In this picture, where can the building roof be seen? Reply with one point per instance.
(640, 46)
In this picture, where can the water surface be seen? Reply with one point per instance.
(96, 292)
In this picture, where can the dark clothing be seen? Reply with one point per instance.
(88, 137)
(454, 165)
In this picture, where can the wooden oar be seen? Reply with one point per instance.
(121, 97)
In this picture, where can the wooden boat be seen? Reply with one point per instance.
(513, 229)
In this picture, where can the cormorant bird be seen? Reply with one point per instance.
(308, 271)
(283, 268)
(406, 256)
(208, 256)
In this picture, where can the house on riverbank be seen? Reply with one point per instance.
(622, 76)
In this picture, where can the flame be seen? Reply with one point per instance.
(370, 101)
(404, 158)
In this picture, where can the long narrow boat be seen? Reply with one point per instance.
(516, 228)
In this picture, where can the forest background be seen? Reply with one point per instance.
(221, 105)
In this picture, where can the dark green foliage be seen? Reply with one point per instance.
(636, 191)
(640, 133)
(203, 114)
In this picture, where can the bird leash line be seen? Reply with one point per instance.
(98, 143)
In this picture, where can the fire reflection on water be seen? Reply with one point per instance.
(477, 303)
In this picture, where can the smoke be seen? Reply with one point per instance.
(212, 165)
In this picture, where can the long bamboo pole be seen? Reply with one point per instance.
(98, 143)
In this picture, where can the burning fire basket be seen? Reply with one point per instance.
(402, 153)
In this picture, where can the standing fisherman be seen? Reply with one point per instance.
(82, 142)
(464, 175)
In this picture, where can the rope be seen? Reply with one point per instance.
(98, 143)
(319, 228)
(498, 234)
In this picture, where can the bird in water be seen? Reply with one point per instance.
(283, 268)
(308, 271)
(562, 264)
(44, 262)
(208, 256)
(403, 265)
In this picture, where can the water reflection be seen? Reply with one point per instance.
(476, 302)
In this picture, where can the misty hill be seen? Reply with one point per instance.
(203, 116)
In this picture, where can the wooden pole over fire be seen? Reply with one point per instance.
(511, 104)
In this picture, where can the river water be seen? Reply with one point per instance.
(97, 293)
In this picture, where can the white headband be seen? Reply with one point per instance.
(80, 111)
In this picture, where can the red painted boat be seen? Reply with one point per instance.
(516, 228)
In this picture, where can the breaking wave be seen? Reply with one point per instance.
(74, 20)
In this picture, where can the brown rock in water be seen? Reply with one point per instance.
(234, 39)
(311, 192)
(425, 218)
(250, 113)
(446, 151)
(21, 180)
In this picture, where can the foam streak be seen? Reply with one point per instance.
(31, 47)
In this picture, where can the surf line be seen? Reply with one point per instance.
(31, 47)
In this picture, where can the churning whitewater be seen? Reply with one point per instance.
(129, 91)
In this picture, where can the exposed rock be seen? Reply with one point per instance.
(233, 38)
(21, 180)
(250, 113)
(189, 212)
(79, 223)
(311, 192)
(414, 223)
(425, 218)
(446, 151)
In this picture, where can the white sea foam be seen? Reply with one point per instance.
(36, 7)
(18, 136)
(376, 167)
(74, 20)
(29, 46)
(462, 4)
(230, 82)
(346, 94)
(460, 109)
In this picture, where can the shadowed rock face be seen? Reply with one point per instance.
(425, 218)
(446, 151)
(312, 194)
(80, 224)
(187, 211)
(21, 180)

+===+

Reproduce every entry shown above, precisely as it stands.

In this picture, where can the building roof be seen? Reply with one point per instance.
(640, 46)
In this picture, where can the water surface be seen? Reply with one point per instance.
(96, 292)
In this picture, where can the dark clothing be seen? Reply with one point per instance.
(88, 137)
(454, 165)
In this picture, where can the wooden oar be seen? Reply with one point per instance.
(121, 97)
In this picture, where can the wooden boat be seen? Reply with one point per instance.
(513, 229)
In this picture, where can the cormorant bird be seen? Reply with one point per instance.
(308, 271)
(283, 268)
(406, 256)
(208, 256)
In this picture, where can the house on riverbank be seen? Reply with one point per instance.
(622, 76)
In this picture, where can the flame be seen? Reply with one point per instance.
(370, 101)
(404, 158)
In this picture, where can the long narrow boat be seen? Reply with one point per instance.
(516, 228)
In this picture, where can the forest background be seen? Reply with one point per instance.
(221, 105)
In this picture, where can the dark green foliage be seen? Reply with one point per instance.
(636, 191)
(640, 133)
(203, 114)
In this picture, where can the bird leash line be seen? Reply with one point per instance.
(98, 143)
In this picture, where can the fire reflection on water be seen? Reply with one point per instance.
(477, 303)
In this picture, where can the smoke be seen? Reply with one point per instance.
(212, 165)
In this picture, where can the long bamboo pole be seen? Reply with one point per instance.
(98, 143)
In this picture, where can the burning fire basket be seen? Reply with one point per instance.
(402, 153)
In this picture, where can the standing fisherman be seen? Reply with one point per instance.
(82, 142)
(464, 175)
In this picture, where can the rope be seen? Reply with one point per instance.
(98, 143)
(319, 228)
(498, 234)
In this picture, where can the bird in water be seen? Reply with one point per instance.
(283, 268)
(308, 271)
(562, 264)
(44, 262)
(208, 256)
(403, 265)
In this picture, where can the water reflection be seen? Reply with one point per instance.
(476, 302)
In this picture, where can the misty hill be seen? Reply with one point per instance.
(203, 116)
In this picture, where can the wooden pole over fire be seen? Reply with one point per instance.
(511, 104)
In this picture, where can the river water be seen? Reply with one point per instance.
(97, 293)
In this picture, where can the white headband be seen? Reply with one point per instance.
(80, 111)
In this picture, where can the red painted boat be seen? Reply with one point per instance.
(516, 228)
In this picture, where can the breaking wave be seen? Reply with one point per instance.
(74, 20)
In this picture, where can the brown rock in water be seen? Reply with one point per instance.
(234, 39)
(311, 192)
(425, 218)
(250, 113)
(446, 151)
(21, 180)
In this picture, where can the foam streak be seen? Reply with one point per instance.
(31, 47)
In this picture, where can the surf line be seen? Reply with one point per instance.
(31, 47)
In this picture, where can the churning whitewater be seen? Reply with one point per instance.
(129, 91)
In this picture, where can the exposed rock be seen? Reply with one point per instance.
(233, 38)
(21, 180)
(250, 113)
(189, 212)
(79, 223)
(311, 192)
(414, 223)
(425, 218)
(446, 151)
In this picture, where can the white sea foam be seen? Reply with one point per instance.
(36, 7)
(18, 136)
(376, 167)
(74, 20)
(29, 46)
(462, 4)
(230, 82)
(346, 94)
(460, 109)
In this picture, where can the shadowed rock face be seen? Reply with one point per instance.
(425, 218)
(446, 151)
(312, 194)
(80, 224)
(187, 211)
(21, 180)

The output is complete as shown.